_Text block_
━━━

The problem arises here. I’ve read two previous Catriona Ward novels, where plot points revolve around information the characters have, but don’t share. In Little Eve, the narrator is self-consciously telling the story and playing with narrative conventions, in the Agatha Christie style. In The Last House on Needless Street, the secrets are buried under facts the characters take for granted, and therefore haven’t thought about in years. We feel surprised without ever feeling deceived.
Here, the characters clearly know, and often think about, the secrets motivating their choices. They just don’t tell us. The revelations come as raw info dumps, sometimes several paragraphs long. Once the characters reveal the secrets they’ve nurtured, we don’t feel surprised or illuminated, as we have in previous Ward novels; we feel lied to. We can forgive that once, because people lie. But as lie after lie gets revealed, we feel manipulated, not enlightened.
This hurts because Ward’s set-up is so good. Besides Peter Pan, previous critics have compared Ward’s premise to The Shining and Lord of the Flies. Ward isn’t merely imitative, though; she uses these time-honored influences to question how good people with honorable intentions make, and constantly re-make, civilization. Leaf Winham, the charming narcissist, and the children’s religious rituals, are just two forms of community building that work well for adherents, until the moment they don’t.
Reading, I felt like Ward had devised characters, situations, and a nonlinear form that served her psychological writing style well. But she hadn’t figured how to tie the multiple threads together, so she pulled a Hail Mary and hoped we wouldn’t notice. Maybe I wouldn’t have noticed, if her previous books hadn’t been so good that they set my expectations so high. Sadly, the product feels like a good premise, finished with a cheap rug-pull.

━━━

_Aim of the exercise_
Duplicate the passage of the review from "This hurts because" up to and including "moment they don’t.". Rely solely on the review when responding.

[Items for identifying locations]

━━━

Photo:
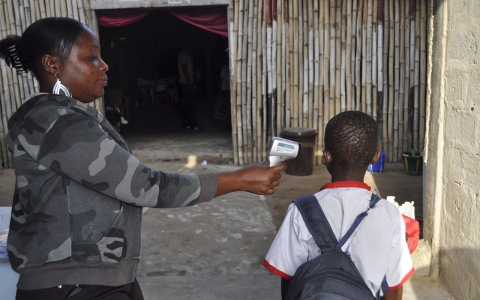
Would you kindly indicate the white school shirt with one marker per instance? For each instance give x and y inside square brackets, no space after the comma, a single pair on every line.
[377,247]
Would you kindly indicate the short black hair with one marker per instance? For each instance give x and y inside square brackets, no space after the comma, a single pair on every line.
[53,36]
[351,137]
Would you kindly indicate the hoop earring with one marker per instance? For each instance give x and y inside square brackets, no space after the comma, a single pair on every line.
[59,86]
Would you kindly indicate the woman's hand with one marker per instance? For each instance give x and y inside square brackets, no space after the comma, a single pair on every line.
[254,178]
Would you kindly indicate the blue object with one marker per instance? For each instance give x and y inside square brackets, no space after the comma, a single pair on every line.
[379,165]
[333,274]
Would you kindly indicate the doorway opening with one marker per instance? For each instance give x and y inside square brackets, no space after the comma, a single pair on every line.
[144,76]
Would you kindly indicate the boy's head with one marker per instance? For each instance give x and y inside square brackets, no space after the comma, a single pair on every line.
[351,139]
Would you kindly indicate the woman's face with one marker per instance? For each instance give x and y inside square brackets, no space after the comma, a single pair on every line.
[84,72]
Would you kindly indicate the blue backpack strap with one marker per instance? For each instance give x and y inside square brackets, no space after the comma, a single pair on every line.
[316,222]
[358,220]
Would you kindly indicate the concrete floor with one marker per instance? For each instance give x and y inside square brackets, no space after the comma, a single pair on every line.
[215,250]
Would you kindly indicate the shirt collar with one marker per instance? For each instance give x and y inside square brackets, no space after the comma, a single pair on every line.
[346,184]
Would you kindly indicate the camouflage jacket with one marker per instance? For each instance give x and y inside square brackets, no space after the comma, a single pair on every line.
[76,212]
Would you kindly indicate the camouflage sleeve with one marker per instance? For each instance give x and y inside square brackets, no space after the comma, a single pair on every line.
[76,146]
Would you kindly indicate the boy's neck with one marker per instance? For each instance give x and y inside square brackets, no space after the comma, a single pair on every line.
[348,176]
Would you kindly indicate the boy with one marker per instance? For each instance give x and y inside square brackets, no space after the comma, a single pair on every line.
[378,247]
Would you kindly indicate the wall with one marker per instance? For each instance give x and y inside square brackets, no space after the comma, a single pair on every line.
[453,153]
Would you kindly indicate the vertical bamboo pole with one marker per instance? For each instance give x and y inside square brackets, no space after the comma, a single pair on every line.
[348,56]
[273,8]
[251,147]
[254,82]
[289,56]
[269,106]
[259,86]
[417,76]
[338,55]
[279,66]
[244,99]
[343,68]
[411,95]
[233,37]
[406,98]
[358,56]
[238,107]
[374,58]
[401,13]
[396,80]
[322,76]
[284,62]
[290,67]
[391,78]
[296,70]
[423,74]
[303,56]
[381,73]
[311,69]
[264,71]
[353,61]
[301,63]
[326,65]
[386,45]
[364,56]
[318,91]
[368,79]
[333,33]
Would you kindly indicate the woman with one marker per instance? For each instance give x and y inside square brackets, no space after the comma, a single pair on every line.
[76,213]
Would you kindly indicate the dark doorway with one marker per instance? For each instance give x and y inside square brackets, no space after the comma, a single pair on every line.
[143,74]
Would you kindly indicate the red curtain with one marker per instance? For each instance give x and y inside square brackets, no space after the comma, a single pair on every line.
[212,19]
[118,18]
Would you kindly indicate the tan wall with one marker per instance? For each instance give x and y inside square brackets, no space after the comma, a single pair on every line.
[453,185]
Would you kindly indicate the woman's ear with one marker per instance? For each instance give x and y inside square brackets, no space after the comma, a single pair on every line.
[376,157]
[327,157]
[50,64]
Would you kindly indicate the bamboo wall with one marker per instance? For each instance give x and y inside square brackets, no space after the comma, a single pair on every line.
[299,63]
[293,64]
[15,17]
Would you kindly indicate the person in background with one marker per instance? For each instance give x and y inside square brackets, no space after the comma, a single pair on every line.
[378,246]
[188,88]
[77,208]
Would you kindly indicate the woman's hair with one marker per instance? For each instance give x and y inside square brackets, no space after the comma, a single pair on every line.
[53,36]
[351,137]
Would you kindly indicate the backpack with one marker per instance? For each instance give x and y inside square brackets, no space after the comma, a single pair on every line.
[331,275]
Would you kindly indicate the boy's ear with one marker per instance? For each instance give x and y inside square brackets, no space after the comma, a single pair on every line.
[376,157]
[50,64]
[327,157]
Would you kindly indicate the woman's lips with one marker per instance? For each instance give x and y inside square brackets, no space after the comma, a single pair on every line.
[103,81]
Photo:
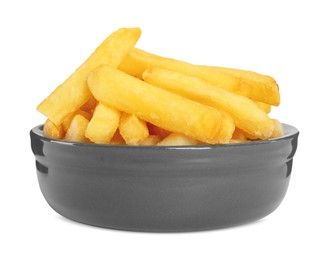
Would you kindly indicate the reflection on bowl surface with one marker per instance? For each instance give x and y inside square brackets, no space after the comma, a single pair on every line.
[164,189]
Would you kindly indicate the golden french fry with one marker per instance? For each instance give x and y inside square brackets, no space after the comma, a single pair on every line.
[53,131]
[150,140]
[278,129]
[67,121]
[117,139]
[247,116]
[259,87]
[104,122]
[155,130]
[137,61]
[90,105]
[73,92]
[177,139]
[160,107]
[132,129]
[76,131]
[265,107]
[239,135]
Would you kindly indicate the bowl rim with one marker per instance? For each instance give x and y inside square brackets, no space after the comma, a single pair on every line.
[289,133]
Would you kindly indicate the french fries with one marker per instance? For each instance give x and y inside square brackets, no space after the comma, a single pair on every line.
[73,93]
[132,129]
[76,131]
[122,95]
[103,124]
[137,61]
[160,107]
[246,114]
[175,139]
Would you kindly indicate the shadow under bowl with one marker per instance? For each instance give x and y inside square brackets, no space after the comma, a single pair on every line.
[164,189]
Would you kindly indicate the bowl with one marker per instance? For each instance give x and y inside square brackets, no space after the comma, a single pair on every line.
[164,189]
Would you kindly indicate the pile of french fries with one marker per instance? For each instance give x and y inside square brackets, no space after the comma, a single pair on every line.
[123,95]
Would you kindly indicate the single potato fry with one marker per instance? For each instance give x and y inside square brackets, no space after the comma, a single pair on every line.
[132,129]
[73,93]
[151,140]
[76,131]
[259,87]
[246,114]
[137,61]
[90,105]
[67,121]
[278,129]
[53,131]
[155,130]
[104,122]
[175,139]
[265,107]
[117,139]
[239,135]
[160,107]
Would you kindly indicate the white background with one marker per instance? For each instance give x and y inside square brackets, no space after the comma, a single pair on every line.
[42,42]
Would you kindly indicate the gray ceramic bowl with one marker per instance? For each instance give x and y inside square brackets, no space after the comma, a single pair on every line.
[165,189]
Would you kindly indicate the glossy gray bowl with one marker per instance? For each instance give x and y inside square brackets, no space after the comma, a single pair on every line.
[165,189]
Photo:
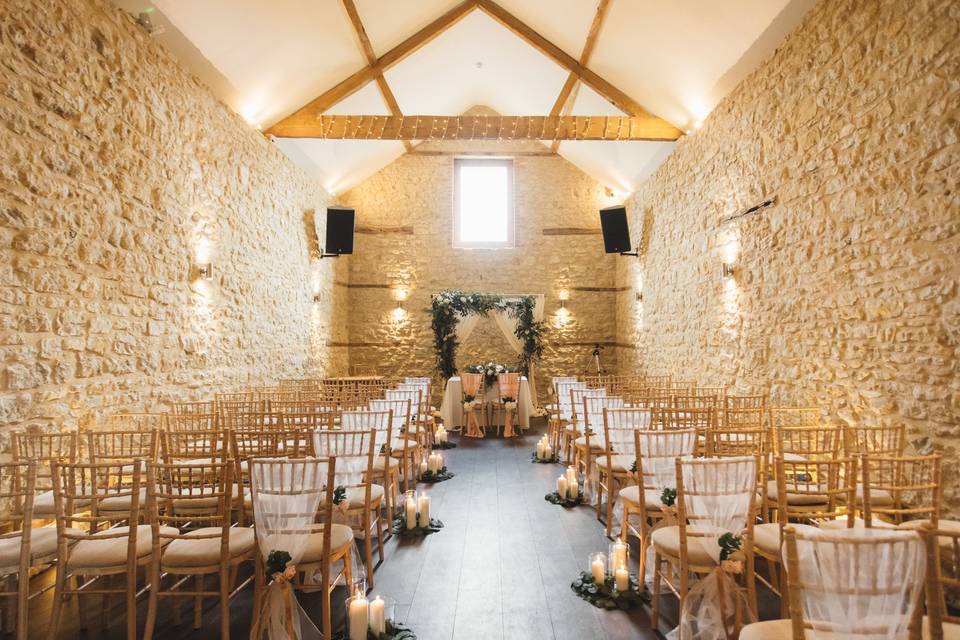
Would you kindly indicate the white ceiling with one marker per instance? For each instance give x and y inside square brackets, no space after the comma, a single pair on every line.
[677,58]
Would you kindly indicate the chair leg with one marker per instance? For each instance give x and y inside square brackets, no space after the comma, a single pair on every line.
[152,600]
[655,605]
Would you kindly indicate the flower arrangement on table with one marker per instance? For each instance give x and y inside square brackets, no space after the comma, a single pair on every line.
[490,371]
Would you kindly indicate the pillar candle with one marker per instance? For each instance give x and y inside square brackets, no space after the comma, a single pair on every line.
[378,623]
[411,512]
[596,568]
[619,554]
[359,610]
[622,578]
[424,504]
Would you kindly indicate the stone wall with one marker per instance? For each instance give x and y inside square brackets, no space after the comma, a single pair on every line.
[845,292]
[118,171]
[405,219]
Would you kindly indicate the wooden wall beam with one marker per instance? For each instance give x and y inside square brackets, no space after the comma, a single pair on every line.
[357,127]
[359,79]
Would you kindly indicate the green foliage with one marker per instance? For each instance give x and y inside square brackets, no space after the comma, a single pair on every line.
[447,307]
[606,596]
[668,496]
[277,561]
[729,544]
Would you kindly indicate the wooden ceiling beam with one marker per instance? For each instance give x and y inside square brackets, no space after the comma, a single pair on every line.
[358,80]
[367,48]
[616,97]
[567,97]
[366,127]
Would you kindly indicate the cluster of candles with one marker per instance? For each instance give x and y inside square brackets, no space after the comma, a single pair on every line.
[619,553]
[415,505]
[433,464]
[544,450]
[567,486]
[366,614]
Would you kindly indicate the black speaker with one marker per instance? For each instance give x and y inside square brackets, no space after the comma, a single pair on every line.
[339,238]
[616,234]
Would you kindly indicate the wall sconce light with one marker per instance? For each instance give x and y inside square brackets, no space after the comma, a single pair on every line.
[203,271]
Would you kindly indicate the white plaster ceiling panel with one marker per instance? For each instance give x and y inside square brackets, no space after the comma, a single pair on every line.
[622,166]
[443,78]
[668,56]
[340,164]
[278,54]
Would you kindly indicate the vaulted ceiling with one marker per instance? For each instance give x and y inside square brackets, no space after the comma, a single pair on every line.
[676,58]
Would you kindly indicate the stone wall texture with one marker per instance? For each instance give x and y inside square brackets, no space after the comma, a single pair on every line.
[845,293]
[416,191]
[118,171]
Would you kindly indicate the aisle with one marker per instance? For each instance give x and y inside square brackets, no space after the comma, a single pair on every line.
[502,566]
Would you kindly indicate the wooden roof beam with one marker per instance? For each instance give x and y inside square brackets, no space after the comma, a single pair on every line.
[366,127]
[358,80]
[367,48]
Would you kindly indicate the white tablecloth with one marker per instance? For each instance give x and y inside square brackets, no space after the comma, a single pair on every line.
[451,410]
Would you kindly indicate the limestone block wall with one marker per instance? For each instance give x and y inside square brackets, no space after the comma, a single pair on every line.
[404,240]
[846,291]
[118,171]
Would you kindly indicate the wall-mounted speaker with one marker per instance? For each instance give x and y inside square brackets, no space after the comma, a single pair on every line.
[616,232]
[339,235]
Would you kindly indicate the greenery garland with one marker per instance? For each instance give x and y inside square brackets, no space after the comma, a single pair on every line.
[447,307]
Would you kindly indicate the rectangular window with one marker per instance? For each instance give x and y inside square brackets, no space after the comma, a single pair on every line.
[483,203]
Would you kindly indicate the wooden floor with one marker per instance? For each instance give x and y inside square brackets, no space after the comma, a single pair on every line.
[501,567]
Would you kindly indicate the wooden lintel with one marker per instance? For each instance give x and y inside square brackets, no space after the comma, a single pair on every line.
[358,80]
[405,231]
[571,231]
[361,127]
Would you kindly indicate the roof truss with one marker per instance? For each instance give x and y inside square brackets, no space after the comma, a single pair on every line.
[309,122]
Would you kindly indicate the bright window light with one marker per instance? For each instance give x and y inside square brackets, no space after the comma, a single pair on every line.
[483,204]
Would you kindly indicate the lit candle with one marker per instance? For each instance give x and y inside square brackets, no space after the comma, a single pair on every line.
[619,554]
[378,623]
[622,578]
[596,567]
[424,504]
[411,512]
[359,609]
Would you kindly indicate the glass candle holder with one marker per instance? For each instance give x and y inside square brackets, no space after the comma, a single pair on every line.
[597,566]
[382,610]
[358,616]
[410,508]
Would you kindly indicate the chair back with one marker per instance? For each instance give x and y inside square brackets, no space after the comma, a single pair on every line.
[882,441]
[896,489]
[716,496]
[508,385]
[855,583]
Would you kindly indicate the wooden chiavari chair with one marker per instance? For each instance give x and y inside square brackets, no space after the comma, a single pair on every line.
[943,578]
[112,544]
[44,448]
[22,547]
[189,510]
[850,584]
[385,467]
[615,467]
[313,480]
[883,441]
[355,451]
[680,546]
[803,493]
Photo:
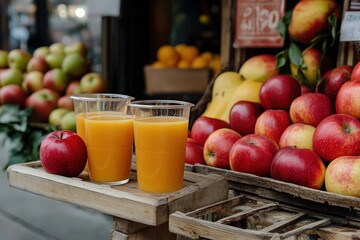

━━━

_Output of the exercise_
This hurts because Ward’s set-up is so good. Besides Peter Pan, previous critics have compared Ward’s premise to The Shining and Lord of the Flies. Ward isn’t merely imitative, though; she uses these time-honored influences to question how good people with honorable intentions make, and constantly re-make, civilization. Leaf Winham, the charming narcissist, and the children’s religious rituals, are just two forms of community building that work well for adherents, until the moment they don’t.